» The task:
Rewrite each of the entries below, substituting "biggest circle" for every "largest disc" and keeping all other wording the same.

» Task input:

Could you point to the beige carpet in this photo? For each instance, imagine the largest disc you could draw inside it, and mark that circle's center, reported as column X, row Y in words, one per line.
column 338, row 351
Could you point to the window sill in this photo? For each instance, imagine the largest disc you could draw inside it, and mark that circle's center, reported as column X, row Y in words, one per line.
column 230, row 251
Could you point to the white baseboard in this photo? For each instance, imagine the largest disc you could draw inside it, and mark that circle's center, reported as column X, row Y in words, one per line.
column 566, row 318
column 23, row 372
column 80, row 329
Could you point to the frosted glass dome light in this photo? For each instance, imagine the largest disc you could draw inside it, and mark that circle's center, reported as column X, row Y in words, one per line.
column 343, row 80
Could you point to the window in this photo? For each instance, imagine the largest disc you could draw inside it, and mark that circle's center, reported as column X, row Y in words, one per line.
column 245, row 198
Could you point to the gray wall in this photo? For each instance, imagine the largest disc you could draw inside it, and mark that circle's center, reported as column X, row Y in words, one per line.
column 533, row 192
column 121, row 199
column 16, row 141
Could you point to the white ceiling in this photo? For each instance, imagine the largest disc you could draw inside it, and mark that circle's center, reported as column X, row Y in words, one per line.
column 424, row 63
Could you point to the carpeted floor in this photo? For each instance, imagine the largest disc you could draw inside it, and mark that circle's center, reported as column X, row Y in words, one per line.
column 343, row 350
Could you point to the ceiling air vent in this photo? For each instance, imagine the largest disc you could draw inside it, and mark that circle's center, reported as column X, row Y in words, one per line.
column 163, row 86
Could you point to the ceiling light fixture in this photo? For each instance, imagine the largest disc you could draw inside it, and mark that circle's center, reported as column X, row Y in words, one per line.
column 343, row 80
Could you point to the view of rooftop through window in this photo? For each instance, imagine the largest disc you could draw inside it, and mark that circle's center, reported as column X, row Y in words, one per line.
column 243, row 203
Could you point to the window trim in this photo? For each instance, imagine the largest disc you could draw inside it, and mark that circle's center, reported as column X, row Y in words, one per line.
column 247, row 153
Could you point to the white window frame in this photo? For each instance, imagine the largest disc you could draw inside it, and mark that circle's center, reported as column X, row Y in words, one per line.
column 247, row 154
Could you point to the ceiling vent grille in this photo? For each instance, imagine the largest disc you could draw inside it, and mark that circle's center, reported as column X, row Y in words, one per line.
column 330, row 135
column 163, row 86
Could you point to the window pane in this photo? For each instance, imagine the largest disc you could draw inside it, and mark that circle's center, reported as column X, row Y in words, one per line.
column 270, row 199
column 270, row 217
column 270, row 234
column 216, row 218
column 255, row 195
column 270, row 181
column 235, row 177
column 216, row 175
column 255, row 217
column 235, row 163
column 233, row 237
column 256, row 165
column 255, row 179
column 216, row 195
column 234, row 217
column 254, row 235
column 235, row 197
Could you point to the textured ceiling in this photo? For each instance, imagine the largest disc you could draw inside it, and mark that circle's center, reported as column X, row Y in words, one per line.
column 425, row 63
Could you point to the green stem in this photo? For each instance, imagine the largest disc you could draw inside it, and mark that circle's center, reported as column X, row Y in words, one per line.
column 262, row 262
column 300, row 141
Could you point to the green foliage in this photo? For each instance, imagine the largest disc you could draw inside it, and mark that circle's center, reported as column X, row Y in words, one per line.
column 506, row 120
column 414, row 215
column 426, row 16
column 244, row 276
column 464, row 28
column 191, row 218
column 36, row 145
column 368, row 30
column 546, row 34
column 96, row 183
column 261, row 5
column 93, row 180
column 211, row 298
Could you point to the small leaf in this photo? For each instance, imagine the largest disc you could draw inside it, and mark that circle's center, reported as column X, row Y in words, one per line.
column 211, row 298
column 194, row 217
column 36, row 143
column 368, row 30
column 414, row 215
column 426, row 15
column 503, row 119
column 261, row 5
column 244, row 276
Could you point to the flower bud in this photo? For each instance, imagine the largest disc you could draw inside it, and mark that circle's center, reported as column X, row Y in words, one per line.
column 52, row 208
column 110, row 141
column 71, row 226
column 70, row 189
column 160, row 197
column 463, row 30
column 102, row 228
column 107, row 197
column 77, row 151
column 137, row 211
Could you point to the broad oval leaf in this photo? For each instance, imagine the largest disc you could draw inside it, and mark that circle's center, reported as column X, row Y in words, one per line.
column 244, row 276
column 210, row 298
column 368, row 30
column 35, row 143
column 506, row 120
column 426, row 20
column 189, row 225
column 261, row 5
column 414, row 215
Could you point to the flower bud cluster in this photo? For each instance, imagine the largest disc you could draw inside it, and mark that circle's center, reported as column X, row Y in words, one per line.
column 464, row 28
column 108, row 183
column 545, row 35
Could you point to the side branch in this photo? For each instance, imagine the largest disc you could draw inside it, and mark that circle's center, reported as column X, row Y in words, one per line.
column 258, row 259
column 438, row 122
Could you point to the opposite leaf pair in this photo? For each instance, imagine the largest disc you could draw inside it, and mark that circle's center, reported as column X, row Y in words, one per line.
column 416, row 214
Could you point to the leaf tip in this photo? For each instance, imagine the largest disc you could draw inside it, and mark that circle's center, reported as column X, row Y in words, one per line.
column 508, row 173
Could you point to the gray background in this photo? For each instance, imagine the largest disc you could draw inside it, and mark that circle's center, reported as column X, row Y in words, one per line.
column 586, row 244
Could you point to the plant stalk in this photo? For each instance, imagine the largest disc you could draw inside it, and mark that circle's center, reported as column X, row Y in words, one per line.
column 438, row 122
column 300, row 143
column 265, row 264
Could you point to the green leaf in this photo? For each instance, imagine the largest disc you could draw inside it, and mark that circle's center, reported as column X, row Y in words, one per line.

» Response to the exercise:
Could you point to the beige carpet in this photo? For each instance, imagine the biggest circle you could draw inside it, and mark that circle's center, reported as column X, row Y in words, one per line.
column 338, row 351
Could you point to the window sill in this photo? For each instance, imagine the biggest circle you could draw inside it, and mark that circle's center, reported as column X, row Y in words, one per line.
column 230, row 251
Could you point to the white baseboard in this photo? For each instance, imagine the biggest circle you could draw inside it, and mark that circle's center, reported as column X, row Y in words, one per line.
column 566, row 318
column 23, row 372
column 80, row 329
Could you point to the frosted glass dome light in this photo? For each instance, imagine the biggest circle you could draw inside it, and mark that circle's center, reported as column X, row Y in words, one per line.
column 343, row 80
Could you point to the window in this photo? For each instance, imagine the biggest circle you could draw inside it, and mark that circle's center, reported as column X, row Y in words, one per line.
column 245, row 198
Could you point to the gray wall in this photo? For each instance, imagine the biggest circle you could draw inside it, and mark that circle's center, reported as column X, row Y in words, one per line.
column 533, row 192
column 121, row 199
column 16, row 141
Could you point to the white ceiling in this photo? For each instance, imagine the biggest circle you could draw inside it, and mark that circle's center, reported as column X, row Y in words, one per line.
column 424, row 63
Could you point to the carpeted floor in this photo? For each instance, imagine the biggest circle you could draw inside it, and mark that circle's center, reported as column X, row Y in words, one per line.
column 343, row 350
Could you point to the ceiling air vent in this photo? For each instance, imagine the biggest circle you could draw inside it, and mark that circle's center, reported as column X, row Y in words, one per line.
column 163, row 86
Could you point to the ceiling light fixture in this photo? For each instance, imagine the biggest circle you could draw inside it, and mark that circle's center, reported as column X, row Y in words, one per line.
column 343, row 80
Could you point to the view of rooftop through window in this photo? For each instance, imagine the biggest circle you could draw inside it, and mark that circle's center, reported as column X, row Y in words, one per line.
column 243, row 203
Could you point to the window trim in this photo? For each instance, imagine the biggest circle you could draw inside it, and mark that circle's center, reported as column X, row Y in words, one per line.
column 247, row 153
Could you point to the white window frame in this photo? For each instance, imagine the biggest circle you could draw inside it, and mark that circle's center, reported as column X, row Y in words, one per line.
column 247, row 154
Could you point to the ceiling vent grille in this photo? For each instance, imagine the biggest circle you could draw inside it, and mark that circle's center, reported as column X, row Y in words, one per line.
column 330, row 135
column 163, row 86
Could you point to the window pane in this photo? For each instance, imagine the biggest circle you could draw inside it, and mark that circle's center, reported as column X, row Y in words, one per line.
column 270, row 199
column 270, row 217
column 270, row 234
column 216, row 218
column 255, row 195
column 270, row 181
column 235, row 177
column 216, row 175
column 255, row 217
column 235, row 163
column 233, row 237
column 256, row 165
column 255, row 179
column 216, row 195
column 234, row 217
column 254, row 235
column 235, row 197
Could you point to the textured ceiling in this photo? For each instance, imagine the biggest circle you could draw inside it, and mark that circle's center, reported as column X, row Y in words, one per line.
column 425, row 63
Could you point to the green stem in this photo? For each instance, imagine the biggest circle you could draw inside it, and mark that circle's center, reported as column X, row Y in words, one per line.
column 262, row 262
column 300, row 141
Could you point to the green foliage in this photo? For each instance, imagine the biggest circle you could draw inside it, and mark that circle's center, reported as column X, row Y in words, one per line.
column 506, row 120
column 414, row 215
column 426, row 16
column 244, row 276
column 464, row 28
column 191, row 218
column 36, row 145
column 368, row 30
column 546, row 34
column 96, row 183
column 261, row 5
column 93, row 180
column 211, row 298
Could you point to the small leaf in this photo? For each instance, imagine the biggest circle you could draw inside it, and mark that circle's center, reported as column X, row Y in words, one per line.
column 211, row 298
column 194, row 217
column 36, row 143
column 368, row 30
column 414, row 215
column 426, row 15
column 503, row 119
column 261, row 5
column 244, row 276
Could you point to the flower bud in this photo? For each instance, imagine the biggest circle you could draw inside it, and mark that circle's center, reported as column X, row Y in words, one per line.
column 52, row 208
column 110, row 141
column 71, row 226
column 70, row 189
column 160, row 197
column 463, row 30
column 102, row 228
column 107, row 197
column 77, row 151
column 137, row 211
Could you point to the broad oval leaf in this photo? For each instance, imagine the biggest circle you could draw inside it, and mark that circle's center, reported as column X, row Y in words, one per line.
column 244, row 276
column 210, row 298
column 368, row 30
column 35, row 143
column 506, row 120
column 426, row 20
column 189, row 225
column 261, row 5
column 414, row 215
Could you point to the flower bud cluster in this photo? For each instance, imagine the biggest circle you could draw inside it, and mark that circle's center, reported as column X, row Y in words, one per line.
column 464, row 28
column 108, row 183
column 545, row 35
Could you point to the side branch in this photo? For each instance, imagine the biggest circle you could draw inside it, and mark that circle's center, reported as column X, row Y in words, one per line.
column 258, row 259
column 438, row 122
Could you point to the opposite leaf pair in this photo? For each instance, imagine the biggest circle you could draw inside it, and mark that circle's center, reported as column X, row Y in words, one per line.
column 416, row 214
Could you point to the leaf tip in this photo? For each instance, imagine the biggest circle you could draw inside it, and mark that circle's center, reported as column X, row Y in words, one per line.
column 508, row 173
Could you point to the gray background in this photo? For each instance, imagine the biggest circle you could draw inside it, and mark that circle's center, reported as column X, row Y in words, one per line.
column 586, row 244
Could you point to the plant stalk in this photo? For each instance, imagine the biggest circle you could draw inside it, and mark that circle's center, reported as column X, row Y in words, one per line.
column 438, row 122
column 300, row 143
column 265, row 264
Could you point to the green leaf in this photo? For each instance, imagine the biggest circle you could draw inside it, and mark that circle's center, reported as column X, row Y in words, one per line.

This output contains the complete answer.